→ **REQUIREMENT**: Give the data below again, word for word.

## Start SOURCE MATERIAL

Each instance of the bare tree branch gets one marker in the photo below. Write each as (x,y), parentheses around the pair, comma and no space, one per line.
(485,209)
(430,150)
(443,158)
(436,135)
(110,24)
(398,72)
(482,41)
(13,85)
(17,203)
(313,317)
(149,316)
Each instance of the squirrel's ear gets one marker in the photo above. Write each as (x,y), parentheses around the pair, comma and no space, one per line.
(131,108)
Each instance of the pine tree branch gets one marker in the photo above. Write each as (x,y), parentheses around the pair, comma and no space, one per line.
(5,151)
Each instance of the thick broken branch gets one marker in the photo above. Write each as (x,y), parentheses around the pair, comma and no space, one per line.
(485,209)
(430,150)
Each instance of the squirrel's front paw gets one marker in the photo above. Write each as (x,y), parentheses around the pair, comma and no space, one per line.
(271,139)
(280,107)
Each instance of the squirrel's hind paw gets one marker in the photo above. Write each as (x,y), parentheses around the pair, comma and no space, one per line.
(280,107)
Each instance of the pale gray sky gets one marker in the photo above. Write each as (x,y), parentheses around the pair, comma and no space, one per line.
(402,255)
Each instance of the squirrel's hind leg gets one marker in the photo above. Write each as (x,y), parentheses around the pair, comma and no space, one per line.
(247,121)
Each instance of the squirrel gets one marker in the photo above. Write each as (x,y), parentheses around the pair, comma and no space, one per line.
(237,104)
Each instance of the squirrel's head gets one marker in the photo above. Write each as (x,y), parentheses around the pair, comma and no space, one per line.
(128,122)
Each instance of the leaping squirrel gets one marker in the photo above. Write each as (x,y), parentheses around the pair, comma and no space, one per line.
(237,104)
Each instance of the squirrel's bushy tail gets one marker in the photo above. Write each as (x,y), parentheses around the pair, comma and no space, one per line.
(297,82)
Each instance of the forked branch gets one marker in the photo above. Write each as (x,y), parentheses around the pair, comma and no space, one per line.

## End SOURCE MATERIAL

→ **EXERCISE ANSWER**:
Each instance of the bare tree branch gets one marker in the photo below. Write each as (x,y), parentheses around the pair, comma and no space, one per line.
(485,209)
(430,150)
(443,158)
(436,135)
(110,24)
(398,72)
(482,41)
(13,85)
(17,203)
(313,317)
(149,316)
Each instance of the squirrel's ear gets one marker in the photo above. Write each as (x,y), parentheses around the pair, comma and no space, one per line.
(131,108)
Each instance of the pine tree branch gets one marker in the photo above. Write each as (x,y), parentheses around the pair, comma and no space, one per line.
(5,151)
Each instance of the thick broken branch gets one marker in the photo above. Write each as (x,y), parentheses around the pair, comma and no space, one per line.
(485,209)
(430,150)
Each instance of the squirrel's front paw gets one marker in the photo above. Write each as (x,y), parentheses around the pair, comma and no space, one per line.
(271,139)
(280,107)
Each instance of the squirrel's hind paw gets one marker in the photo above. Write each as (x,y), parentheses around the pair, comma and no space, one per line.
(280,107)
Each instance of the pale gray sky gets one marker in the photo above. Write each as (x,y), parentheses around the pair, comma and no space, one per line.
(402,255)
Each instance of the squirrel's hind leg gets one marker in the photo above. Write each as (x,y), parentheses around the pair, comma and no space, one per line.
(247,121)
Each instance of the squirrel gets one marker in the photo above. Write each as (x,y), parentheses around the pair, comma and no space, one per line.
(237,104)
Each instance of the squirrel's head gets one marker in the photo above. Write each as (x,y), parentheses around the pair, comma and no space, one per line.
(128,122)
Each instance of the leaping squirrel gets one marker in the photo above. Write each as (x,y), parentheses around the pair, comma and no space, one per line.
(237,104)
Each instance of the squirrel's bushy tail gets one marker in the photo above. Write each as (x,y), parentheses around the pair, comma and no space, one per line.
(297,82)
Each instance of the forked branch gets one marker in the photo above. Write each as (x,y), parentheses around the pair, comma and no space, one per line.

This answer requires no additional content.